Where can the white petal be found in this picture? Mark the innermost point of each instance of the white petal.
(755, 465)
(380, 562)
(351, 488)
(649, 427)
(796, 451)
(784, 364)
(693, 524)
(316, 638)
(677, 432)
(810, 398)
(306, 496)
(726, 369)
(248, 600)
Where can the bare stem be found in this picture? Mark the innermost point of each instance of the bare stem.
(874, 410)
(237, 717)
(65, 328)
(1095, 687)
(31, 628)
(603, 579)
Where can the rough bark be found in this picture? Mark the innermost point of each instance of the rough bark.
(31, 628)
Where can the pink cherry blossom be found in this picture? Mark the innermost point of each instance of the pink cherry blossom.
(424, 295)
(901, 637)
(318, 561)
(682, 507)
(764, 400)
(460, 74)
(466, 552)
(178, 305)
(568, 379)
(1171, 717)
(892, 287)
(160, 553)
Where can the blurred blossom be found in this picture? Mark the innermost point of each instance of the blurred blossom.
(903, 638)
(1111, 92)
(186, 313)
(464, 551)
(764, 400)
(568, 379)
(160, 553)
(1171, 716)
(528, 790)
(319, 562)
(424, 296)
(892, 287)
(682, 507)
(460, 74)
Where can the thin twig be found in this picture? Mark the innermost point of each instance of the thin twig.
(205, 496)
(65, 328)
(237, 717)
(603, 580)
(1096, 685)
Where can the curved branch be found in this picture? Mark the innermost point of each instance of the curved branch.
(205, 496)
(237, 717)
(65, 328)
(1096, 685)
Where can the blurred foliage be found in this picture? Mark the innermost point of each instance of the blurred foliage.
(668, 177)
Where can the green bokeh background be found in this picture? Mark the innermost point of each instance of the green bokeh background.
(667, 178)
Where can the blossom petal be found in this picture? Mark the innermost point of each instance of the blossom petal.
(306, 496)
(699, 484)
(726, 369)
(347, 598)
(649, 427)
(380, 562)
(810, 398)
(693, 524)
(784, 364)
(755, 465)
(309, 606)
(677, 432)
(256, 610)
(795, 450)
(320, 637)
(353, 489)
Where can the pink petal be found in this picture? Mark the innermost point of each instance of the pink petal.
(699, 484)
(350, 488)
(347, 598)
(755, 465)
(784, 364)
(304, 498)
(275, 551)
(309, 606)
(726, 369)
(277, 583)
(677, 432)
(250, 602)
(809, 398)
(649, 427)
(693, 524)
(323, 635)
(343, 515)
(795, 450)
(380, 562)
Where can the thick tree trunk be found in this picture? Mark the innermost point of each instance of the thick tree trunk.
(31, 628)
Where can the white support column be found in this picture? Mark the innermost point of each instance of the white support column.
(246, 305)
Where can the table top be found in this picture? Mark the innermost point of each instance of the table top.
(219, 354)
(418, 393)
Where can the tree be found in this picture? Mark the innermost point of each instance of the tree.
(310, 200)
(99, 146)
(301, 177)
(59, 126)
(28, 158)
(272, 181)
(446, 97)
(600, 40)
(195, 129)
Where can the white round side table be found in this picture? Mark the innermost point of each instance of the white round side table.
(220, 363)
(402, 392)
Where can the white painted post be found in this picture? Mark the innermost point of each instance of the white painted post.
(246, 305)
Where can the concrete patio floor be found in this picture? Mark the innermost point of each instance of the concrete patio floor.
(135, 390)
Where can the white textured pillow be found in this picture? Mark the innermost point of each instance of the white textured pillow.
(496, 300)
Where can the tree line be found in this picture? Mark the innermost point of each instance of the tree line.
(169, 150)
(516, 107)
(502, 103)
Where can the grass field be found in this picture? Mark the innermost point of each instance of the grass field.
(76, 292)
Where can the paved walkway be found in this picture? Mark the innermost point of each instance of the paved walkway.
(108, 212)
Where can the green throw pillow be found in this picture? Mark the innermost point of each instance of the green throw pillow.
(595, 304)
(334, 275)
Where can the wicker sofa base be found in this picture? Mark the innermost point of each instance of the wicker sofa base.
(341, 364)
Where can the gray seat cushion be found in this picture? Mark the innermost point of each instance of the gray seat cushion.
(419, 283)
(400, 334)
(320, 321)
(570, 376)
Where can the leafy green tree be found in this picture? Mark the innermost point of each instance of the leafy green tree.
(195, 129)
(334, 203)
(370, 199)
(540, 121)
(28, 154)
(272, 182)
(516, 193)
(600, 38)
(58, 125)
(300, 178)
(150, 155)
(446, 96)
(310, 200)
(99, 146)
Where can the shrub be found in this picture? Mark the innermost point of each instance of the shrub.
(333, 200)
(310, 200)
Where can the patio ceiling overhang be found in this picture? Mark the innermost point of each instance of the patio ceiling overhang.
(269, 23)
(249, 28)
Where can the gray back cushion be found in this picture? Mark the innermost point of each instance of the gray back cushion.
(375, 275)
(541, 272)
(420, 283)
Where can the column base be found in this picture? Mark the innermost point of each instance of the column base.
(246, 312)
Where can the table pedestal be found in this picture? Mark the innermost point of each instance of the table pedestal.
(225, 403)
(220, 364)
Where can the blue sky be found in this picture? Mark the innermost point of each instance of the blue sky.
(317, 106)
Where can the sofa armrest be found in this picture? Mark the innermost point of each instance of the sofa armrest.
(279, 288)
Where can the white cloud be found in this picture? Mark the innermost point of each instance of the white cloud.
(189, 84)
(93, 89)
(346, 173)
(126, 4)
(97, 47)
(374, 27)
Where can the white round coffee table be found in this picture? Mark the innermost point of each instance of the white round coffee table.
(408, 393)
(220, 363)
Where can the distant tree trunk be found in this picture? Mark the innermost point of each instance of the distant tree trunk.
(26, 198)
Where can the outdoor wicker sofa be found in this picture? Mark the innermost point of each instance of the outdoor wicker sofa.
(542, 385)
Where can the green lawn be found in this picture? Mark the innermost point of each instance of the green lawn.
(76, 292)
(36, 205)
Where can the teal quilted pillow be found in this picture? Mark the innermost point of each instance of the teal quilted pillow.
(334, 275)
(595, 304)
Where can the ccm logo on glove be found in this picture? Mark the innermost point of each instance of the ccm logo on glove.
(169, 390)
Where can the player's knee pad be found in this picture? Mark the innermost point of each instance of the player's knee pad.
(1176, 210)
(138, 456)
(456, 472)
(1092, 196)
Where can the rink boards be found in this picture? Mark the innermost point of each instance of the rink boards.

Work instructions » Transcribe each of the records above exactly.

Result of this exercise »
Where can the white petal be found in this picture? Mark the innermost point of each instance of the white petal.
(755, 465)
(380, 562)
(351, 488)
(649, 427)
(796, 451)
(784, 364)
(693, 524)
(316, 638)
(677, 432)
(810, 398)
(306, 496)
(726, 369)
(248, 600)
Where can the bare stem be found in this picture? Mark the innermost point of each instance of the bare stem.
(874, 410)
(237, 717)
(65, 328)
(1095, 687)
(31, 628)
(603, 579)
Where can the rough bark be found in this picture? Mark the innermost point of each instance of the rough bark.
(31, 628)
Where can the pink cherry blossom be found in this picture? Mark the innermost point of each instance of the pink cherry blossom.
(424, 295)
(901, 637)
(318, 561)
(682, 507)
(764, 400)
(460, 74)
(466, 552)
(178, 305)
(568, 379)
(1171, 717)
(892, 287)
(160, 553)
Where can the blurred blossom be found in this picture? Mark the innermost point of each instance of the blurred blossom.
(903, 638)
(1111, 92)
(186, 313)
(464, 551)
(764, 400)
(568, 379)
(160, 553)
(1171, 716)
(528, 790)
(319, 562)
(424, 296)
(892, 287)
(682, 507)
(460, 74)
Where can the thin twig be found in this picture? Mark the innermost point of each instance of the thin twig.
(205, 496)
(65, 328)
(237, 717)
(603, 580)
(1096, 685)
Where can the curved branch be found in this picture? Mark the innermost point of each instance of the curved branch.
(205, 496)
(237, 717)
(65, 328)
(1096, 685)
Where can the blurred foliage be found in this picture? Mark the innermost point of each instance of the blurred foliage.
(668, 177)
Where can the green bokeh background be found in this picture? Mark the innermost point of each instance of the green bokeh background.
(667, 178)
Where can the blossom petal be found in this picture? Mark the innermost point of each instance of the blossom petal.
(306, 496)
(699, 484)
(726, 369)
(347, 598)
(649, 427)
(380, 562)
(810, 398)
(693, 524)
(784, 364)
(755, 465)
(309, 606)
(677, 432)
(256, 610)
(795, 450)
(320, 637)
(353, 489)
Where can the pink petal be found in this picture? Mark the innermost point of each instance of the pink petal.
(699, 484)
(350, 488)
(347, 598)
(755, 465)
(784, 364)
(304, 498)
(275, 551)
(309, 606)
(726, 369)
(277, 583)
(677, 432)
(250, 602)
(809, 398)
(649, 427)
(693, 524)
(323, 635)
(343, 515)
(795, 450)
(380, 562)
Where can the thick tree trunk be found in this picture? Mark the innermost point of each instance of the thick tree trunk.
(31, 628)
Where can the white support column be found in this picture? Mark the innermost point of each instance of the white support column.
(246, 305)
Where can the table top be found in this picture? Mark the innermost point of each instance of the table top.
(219, 354)
(418, 393)
Where can the tree be found in this picture? Mark the innermost point of each instance of the tree.
(310, 200)
(99, 146)
(301, 177)
(59, 126)
(28, 158)
(272, 181)
(446, 97)
(600, 40)
(195, 129)
Where can the white round side table be found in this picture? Mark the innermost point of each instance of the white round side table.
(220, 363)
(402, 392)
Where can the white painted post be found in this picture? Mark the innermost point of each instance of the white painted post.
(246, 305)
Where can the concrete patio floor be found in this picture? Mark the innermost point of each instance of the concrete patio floor.
(135, 390)
Where can the white textured pillow be found in this picture? Mark the innermost point of each instance of the white textured pillow.
(496, 300)
Where can the tree line be found in this picture? Mark the innermost point of each instance of the tree line.
(169, 150)
(516, 107)
(502, 103)
Where can the grass field be found in this picture? Mark the innermost point of each instance of the grass field.
(76, 292)
Where can the paved walkway be found in this picture? Mark the innermost point of each instance of the paved walkway.
(108, 212)
Where can the green throw pillow be found in this picture? Mark the innermost point of each instance of the green throw pillow.
(595, 304)
(334, 275)
Where can the wicker sofa base be found in this picture? Mark the innermost point of each instance of the wicker sofa base.
(341, 364)
Where can the gray seat cushion be found in this picture? Mark the innermost point of each instance of the gray seat cushion.
(419, 283)
(400, 334)
(320, 321)
(570, 376)
Where can the leafy green tree be found in this picture? Mark the innermost point of each instance of the leafy green tree.
(195, 129)
(334, 203)
(370, 199)
(540, 121)
(28, 154)
(272, 182)
(516, 193)
(600, 38)
(58, 125)
(300, 178)
(150, 155)
(446, 96)
(310, 200)
(99, 146)
Where can the shrub be found in this picture? Mark the innermost point of each instance of the shrub.
(333, 200)
(310, 200)
Where can the patio ceiling overhang be found in this picture? Mark the innermost point of each instance of the patio ceiling overhang.
(269, 23)
(249, 28)
Where can the gray back cushion be found in this picture? Mark the innermost point of each instance of the gray back cushion.
(375, 275)
(541, 272)
(420, 283)
Where can the column base be found in this picture? Mark the innermost point of each instance of the column base.
(246, 312)
Where can the table pedestal be found in this picture? Mark the innermost point of each instance of the table pedestal.
(225, 403)
(220, 364)
Where can the blue sky be found in this picture? Mark the innermost point of each instance of the blue sky.
(317, 106)
Where can the sofa armrest be found in this picture? Mark the innermost point of each instance of the sofa armrest.
(279, 288)
Where can the white cloud be found in this picture? Mark the innermost point of each instance of the white cloud.
(189, 84)
(93, 89)
(346, 173)
(126, 4)
(97, 47)
(374, 27)
Where can the white round coffee table be found in this picture? Mark the innermost point of each instance of the white round coffee table.
(408, 393)
(220, 363)
Where can the distant tree trunk be found in this picture? Mark the innermost point of each instance of the distant tree trunk.
(26, 198)
Where can the outdoor wicker sofa be found in this picture? Mark the innermost point of each instance of the outdoor wicker sofa.
(542, 385)
Where can the green lawn be found in this picture? Mark the innermost point of each instance of the green lawn.
(76, 292)
(36, 205)
Where can the teal quilted pillow be found in this picture? Mark the innermost point of each instance of the teal quilted pillow.
(334, 275)
(595, 304)
Where can the ccm logo on glove be found in this picture? Mark the innermost point of each instance of the ccm logo on glove.
(169, 390)
Where can the player's knee pad be found in this picture? Mark the innermost point of each instance of the player's knee pad.
(1176, 210)
(138, 456)
(456, 472)
(1092, 196)
Where can the rink boards be found in this picture? Mark the innermost point of each instance of the rink boards.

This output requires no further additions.